» TASK DIRECTIONS:
The output should contain the listing word for word and no pictures.

» TASK MATERIAL:
▬▬▬▬▬▬▬▬▬▬

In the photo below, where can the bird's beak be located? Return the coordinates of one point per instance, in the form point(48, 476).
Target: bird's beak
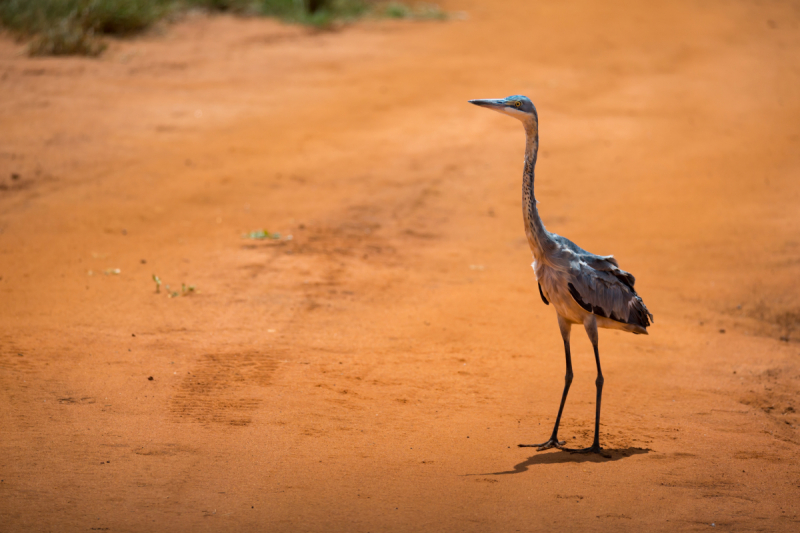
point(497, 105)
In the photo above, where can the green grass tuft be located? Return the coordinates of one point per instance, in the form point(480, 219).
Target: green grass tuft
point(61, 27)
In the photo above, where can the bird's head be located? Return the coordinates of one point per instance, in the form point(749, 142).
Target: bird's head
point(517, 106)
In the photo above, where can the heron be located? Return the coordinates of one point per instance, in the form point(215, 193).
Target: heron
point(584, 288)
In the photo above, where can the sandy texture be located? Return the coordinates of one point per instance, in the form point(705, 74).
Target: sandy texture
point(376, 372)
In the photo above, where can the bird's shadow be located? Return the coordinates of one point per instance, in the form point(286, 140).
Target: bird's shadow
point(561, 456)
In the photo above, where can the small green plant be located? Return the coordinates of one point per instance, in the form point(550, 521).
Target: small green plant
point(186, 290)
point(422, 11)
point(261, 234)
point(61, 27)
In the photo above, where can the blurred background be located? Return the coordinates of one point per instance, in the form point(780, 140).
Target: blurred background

▬▬▬▬▬▬▬▬▬▬

» OUTPUT:
In the photo below, where can the bird's beak be located? Return the coordinates of one point per instance, in the form point(48, 476).
Target: bird's beak
point(497, 105)
In the photo above, where can the green grass tuft be located? Return the coordinates of one point per instance, in the form point(480, 219).
Target: green grass tuft
point(61, 27)
In the photo above, where can the bird's head be located? Return the coordinates of one point per instance, in the form point(749, 142).
Target: bird's head
point(517, 106)
In the photo above, where can the heron be located? Return the coordinates of one point per instance, in the form point(215, 193).
Target: heron
point(584, 288)
In the photo above, where can the sandy texture be located? Return the coordinates of one point per instance, in the form point(705, 74).
Target: sandy texture
point(376, 372)
In the photo above, where can the bird's shadow be located? Return the coordinates of one point per instance, in the form point(286, 140).
Target: bird's shadow
point(561, 456)
In the photo above, where can the small green plant be located? Return the coordinates of one point per instance, in the form point(550, 521).
Target: small green plant
point(186, 290)
point(422, 11)
point(261, 234)
point(61, 27)
In the photo above, where can the blurred background be located? Return the coordinates of one point per instance, in the form point(780, 140).
Target: blurred background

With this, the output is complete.